=== BRIEF ===
Copy out the data below word for word, keeping every line as it appears.

=== SUPPLIED MATERIAL ===
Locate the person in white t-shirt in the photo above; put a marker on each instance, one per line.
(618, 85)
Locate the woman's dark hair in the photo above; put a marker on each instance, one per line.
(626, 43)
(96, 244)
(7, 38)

=== RESPONSE TO THIS TASK ===
Locate the person in white t-shirt in the photo above; put a marker on each instance, one per line.
(618, 85)
Locate the woman's dark hair in the photo above; put a marker on each instance, one per line.
(626, 43)
(96, 244)
(7, 38)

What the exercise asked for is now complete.